* [What you need to do] Your task is to repeat the records exactly from the line containing "[mark] the long curling" onward, through the final line.

>> BEGIN Exercise input

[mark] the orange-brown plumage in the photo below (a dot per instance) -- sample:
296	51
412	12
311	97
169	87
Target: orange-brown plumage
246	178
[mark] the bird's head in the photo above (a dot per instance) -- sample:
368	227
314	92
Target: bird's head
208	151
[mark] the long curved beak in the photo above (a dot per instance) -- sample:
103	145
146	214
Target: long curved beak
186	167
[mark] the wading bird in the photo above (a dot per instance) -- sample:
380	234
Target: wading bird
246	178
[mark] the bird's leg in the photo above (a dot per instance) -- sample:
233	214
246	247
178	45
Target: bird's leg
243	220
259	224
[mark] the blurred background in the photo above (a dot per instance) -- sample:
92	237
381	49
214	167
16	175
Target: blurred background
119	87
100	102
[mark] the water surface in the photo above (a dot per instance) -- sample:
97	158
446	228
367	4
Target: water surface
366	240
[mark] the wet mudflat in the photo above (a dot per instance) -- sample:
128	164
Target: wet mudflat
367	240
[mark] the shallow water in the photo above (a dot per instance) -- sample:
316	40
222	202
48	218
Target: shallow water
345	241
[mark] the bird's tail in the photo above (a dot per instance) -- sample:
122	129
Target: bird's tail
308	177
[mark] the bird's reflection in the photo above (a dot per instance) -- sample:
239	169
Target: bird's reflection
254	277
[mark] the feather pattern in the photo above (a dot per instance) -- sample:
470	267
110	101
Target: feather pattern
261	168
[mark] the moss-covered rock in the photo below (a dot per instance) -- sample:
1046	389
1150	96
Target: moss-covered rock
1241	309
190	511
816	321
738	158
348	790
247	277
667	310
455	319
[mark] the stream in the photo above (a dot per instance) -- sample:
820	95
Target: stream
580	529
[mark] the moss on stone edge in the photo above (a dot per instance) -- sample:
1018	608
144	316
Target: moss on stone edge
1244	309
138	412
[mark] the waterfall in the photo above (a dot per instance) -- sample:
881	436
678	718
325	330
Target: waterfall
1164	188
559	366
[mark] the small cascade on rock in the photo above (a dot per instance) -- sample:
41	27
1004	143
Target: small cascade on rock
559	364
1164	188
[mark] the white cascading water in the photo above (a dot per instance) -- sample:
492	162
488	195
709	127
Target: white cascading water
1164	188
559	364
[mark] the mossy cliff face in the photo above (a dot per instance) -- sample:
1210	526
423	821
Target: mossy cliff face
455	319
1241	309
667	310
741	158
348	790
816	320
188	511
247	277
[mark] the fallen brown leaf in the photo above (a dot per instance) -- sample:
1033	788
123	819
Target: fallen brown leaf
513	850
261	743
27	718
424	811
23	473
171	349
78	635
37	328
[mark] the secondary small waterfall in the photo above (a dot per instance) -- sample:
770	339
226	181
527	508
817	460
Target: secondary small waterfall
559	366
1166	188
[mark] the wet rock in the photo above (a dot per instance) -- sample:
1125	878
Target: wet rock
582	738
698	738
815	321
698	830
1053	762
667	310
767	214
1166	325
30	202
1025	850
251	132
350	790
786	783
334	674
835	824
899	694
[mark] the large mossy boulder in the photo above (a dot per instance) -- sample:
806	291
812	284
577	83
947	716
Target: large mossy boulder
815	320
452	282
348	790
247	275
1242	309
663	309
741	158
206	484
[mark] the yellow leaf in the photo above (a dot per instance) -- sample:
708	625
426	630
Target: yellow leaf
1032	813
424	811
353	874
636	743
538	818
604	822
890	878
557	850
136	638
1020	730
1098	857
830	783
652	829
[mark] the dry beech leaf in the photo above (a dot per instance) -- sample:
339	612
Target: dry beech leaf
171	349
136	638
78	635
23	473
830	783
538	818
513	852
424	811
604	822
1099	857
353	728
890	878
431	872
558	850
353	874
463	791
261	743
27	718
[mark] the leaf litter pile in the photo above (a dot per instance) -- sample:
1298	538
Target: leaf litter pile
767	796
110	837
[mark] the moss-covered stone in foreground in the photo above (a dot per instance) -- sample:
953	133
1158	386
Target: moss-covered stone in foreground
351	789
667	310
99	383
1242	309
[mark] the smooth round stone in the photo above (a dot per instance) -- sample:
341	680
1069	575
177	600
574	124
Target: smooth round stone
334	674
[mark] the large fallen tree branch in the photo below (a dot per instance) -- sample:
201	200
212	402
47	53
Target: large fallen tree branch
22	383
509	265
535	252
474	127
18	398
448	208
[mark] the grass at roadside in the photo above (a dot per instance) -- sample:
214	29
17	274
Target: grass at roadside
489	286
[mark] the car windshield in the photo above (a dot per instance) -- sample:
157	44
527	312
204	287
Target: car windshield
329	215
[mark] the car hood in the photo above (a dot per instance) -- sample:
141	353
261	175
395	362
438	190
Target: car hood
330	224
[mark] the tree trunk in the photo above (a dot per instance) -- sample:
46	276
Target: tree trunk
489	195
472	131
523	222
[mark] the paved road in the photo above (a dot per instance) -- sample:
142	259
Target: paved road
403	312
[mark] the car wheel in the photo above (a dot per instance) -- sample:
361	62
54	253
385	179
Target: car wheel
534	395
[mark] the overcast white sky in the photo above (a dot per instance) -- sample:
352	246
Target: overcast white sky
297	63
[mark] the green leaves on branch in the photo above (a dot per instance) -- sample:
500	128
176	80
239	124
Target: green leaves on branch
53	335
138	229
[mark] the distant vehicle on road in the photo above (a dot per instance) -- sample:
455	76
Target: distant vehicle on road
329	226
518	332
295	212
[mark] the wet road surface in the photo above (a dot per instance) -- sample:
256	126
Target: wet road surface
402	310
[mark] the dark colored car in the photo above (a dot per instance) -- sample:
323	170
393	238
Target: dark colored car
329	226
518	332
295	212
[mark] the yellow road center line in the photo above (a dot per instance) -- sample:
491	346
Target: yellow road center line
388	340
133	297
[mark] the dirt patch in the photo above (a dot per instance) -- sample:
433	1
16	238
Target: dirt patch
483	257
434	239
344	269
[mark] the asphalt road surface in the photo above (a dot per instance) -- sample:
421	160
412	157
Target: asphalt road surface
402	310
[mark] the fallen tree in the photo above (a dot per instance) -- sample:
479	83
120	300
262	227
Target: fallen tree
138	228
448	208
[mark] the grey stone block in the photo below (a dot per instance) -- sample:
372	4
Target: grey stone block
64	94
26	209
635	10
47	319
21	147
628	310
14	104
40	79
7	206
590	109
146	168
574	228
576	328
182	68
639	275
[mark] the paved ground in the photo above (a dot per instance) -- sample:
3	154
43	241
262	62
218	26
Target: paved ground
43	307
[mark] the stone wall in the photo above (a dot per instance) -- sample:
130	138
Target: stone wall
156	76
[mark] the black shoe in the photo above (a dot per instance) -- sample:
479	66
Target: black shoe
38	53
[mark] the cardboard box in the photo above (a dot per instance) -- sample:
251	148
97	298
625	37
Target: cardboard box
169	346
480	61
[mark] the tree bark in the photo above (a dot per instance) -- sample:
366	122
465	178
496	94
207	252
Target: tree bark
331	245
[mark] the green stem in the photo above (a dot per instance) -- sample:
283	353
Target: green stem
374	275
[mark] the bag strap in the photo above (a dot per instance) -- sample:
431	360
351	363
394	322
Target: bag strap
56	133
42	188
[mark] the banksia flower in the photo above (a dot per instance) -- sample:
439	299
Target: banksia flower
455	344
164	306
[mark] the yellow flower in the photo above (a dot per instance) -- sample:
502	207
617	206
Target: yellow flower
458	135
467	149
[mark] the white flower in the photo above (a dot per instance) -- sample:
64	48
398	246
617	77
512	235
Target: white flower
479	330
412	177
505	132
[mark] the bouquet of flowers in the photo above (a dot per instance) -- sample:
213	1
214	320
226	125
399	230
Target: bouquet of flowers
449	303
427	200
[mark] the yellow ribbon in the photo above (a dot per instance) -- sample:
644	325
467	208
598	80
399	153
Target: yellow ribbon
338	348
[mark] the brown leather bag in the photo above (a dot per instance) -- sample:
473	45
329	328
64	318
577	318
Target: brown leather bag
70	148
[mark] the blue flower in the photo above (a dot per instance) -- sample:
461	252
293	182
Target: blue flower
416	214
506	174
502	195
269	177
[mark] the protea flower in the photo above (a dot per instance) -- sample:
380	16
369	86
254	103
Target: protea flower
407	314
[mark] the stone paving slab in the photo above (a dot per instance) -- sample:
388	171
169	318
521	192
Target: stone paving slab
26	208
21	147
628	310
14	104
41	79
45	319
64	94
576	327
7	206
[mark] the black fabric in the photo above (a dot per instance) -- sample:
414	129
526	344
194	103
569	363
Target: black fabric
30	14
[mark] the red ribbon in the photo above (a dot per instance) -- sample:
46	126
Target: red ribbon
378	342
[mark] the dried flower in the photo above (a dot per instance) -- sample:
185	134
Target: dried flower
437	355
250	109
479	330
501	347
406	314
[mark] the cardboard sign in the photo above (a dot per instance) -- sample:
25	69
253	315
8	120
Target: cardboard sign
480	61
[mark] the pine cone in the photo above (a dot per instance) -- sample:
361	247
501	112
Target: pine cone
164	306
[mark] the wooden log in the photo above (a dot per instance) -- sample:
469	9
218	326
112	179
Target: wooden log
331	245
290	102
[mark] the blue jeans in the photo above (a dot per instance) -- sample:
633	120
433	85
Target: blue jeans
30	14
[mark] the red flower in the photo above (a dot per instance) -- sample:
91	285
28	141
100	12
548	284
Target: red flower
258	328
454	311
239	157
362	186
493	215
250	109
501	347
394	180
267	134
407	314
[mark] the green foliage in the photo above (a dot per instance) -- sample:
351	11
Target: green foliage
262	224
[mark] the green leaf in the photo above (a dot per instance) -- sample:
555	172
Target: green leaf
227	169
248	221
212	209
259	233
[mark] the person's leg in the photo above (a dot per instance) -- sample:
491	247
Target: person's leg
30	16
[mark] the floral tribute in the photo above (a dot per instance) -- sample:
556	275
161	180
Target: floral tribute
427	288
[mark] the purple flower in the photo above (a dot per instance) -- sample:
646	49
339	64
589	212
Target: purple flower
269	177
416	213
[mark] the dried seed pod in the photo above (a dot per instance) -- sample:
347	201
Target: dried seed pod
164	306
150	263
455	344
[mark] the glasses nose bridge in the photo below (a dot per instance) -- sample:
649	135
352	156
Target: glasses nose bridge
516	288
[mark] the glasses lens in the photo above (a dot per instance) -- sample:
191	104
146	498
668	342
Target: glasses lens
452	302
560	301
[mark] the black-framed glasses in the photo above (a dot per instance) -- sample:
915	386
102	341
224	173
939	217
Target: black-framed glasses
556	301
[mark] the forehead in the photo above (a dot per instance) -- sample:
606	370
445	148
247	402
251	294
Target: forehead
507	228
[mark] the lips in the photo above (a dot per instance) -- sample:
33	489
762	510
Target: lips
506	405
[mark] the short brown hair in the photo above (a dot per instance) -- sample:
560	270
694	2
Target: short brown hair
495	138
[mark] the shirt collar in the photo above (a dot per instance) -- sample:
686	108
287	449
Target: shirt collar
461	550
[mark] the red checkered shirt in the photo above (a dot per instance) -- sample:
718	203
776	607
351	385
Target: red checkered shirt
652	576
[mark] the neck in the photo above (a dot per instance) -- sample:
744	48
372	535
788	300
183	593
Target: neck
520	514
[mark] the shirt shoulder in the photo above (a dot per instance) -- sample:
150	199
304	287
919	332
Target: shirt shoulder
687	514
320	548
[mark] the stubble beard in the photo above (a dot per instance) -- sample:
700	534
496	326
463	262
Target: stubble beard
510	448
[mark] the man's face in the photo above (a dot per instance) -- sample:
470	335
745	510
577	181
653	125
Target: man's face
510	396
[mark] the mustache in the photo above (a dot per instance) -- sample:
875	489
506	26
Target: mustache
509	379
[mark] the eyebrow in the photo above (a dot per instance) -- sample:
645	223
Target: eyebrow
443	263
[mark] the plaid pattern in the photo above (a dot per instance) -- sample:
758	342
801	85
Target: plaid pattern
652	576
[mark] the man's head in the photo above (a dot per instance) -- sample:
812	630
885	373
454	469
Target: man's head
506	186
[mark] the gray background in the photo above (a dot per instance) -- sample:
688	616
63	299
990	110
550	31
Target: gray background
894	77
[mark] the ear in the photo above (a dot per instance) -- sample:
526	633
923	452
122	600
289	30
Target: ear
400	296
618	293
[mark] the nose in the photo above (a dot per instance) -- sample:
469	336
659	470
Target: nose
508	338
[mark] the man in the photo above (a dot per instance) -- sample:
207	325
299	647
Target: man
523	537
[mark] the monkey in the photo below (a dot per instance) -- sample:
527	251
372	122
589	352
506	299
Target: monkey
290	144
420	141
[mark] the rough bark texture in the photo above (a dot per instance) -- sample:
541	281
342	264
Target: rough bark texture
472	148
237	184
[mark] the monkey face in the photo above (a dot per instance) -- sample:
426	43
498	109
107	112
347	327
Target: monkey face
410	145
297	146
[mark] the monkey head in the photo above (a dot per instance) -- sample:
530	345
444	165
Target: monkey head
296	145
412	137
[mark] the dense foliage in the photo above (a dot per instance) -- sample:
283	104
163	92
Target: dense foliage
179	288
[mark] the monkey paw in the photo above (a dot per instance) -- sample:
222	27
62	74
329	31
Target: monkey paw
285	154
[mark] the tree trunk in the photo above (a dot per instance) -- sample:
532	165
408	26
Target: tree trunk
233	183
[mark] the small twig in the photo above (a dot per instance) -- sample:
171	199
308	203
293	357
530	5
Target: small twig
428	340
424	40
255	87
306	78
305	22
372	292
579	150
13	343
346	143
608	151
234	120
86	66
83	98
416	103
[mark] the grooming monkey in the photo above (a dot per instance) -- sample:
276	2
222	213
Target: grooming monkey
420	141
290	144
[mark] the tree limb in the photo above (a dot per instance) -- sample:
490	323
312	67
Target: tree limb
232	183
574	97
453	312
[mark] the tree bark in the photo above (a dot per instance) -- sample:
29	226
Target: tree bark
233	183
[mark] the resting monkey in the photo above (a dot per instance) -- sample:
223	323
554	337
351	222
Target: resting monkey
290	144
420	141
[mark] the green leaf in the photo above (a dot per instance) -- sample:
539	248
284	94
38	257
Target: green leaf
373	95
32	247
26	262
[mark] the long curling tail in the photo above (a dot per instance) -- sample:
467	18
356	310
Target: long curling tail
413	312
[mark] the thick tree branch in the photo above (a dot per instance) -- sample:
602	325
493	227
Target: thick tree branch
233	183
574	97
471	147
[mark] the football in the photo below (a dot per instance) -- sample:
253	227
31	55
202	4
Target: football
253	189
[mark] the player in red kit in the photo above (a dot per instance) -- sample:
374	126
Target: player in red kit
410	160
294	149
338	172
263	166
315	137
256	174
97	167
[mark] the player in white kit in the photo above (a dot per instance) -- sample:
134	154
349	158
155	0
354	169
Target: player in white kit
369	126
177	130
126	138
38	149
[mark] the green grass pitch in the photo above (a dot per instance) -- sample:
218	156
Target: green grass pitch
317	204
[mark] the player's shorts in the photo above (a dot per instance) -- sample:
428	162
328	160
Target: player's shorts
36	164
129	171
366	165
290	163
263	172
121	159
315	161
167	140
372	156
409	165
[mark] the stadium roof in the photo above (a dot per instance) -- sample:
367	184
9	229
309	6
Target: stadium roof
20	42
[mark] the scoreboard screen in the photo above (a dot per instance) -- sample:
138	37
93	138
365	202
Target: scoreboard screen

>> END Exercise input

* [Correct result]
[mark] the long curling tail in the photo above (a dot per instance) -- sample:
467	18
356	310
Target: long curling tail
413	312
[mark] the thick tree branch in the photo above (a dot per instance) -- sample:
602	325
493	227
Target: thick tree branch
233	183
574	97
471	147
[mark] the football in the photo below (a dot per instance) -- sample:
253	227
31	55
202	4
Target: football
253	189
[mark] the player in red kit in the photo above (a dot per instance) -- sample:
374	126
Target: player in red kit
410	160
294	149
338	172
263	166
315	137
256	174
97	167
[mark] the player in white kit in the photo above (a dot per instance) -- sample:
134	154
349	158
155	0
354	169
Target: player in white kit
369	126
177	130
126	138
38	149
[mark] the green grass pitch in the photo above (a dot per instance) -- sample:
218	156
Target: green grass pitch
317	204
[mark] the player's shorts in the photo above (a dot per instance) -- sample:
428	162
328	160
Target: player's shorts
36	164
129	171
366	165
290	163
263	172
121	159
315	161
167	140
372	156
409	165
[mark] the stadium roof in the photo above (a dot per instance) -- sample:
367	184
9	229
309	6
Target: stadium roof
20	42
[mark] the scoreboard screen in the photo above (a dot per instance) -- sample:
138	37
93	138
365	202
Target: scoreboard screen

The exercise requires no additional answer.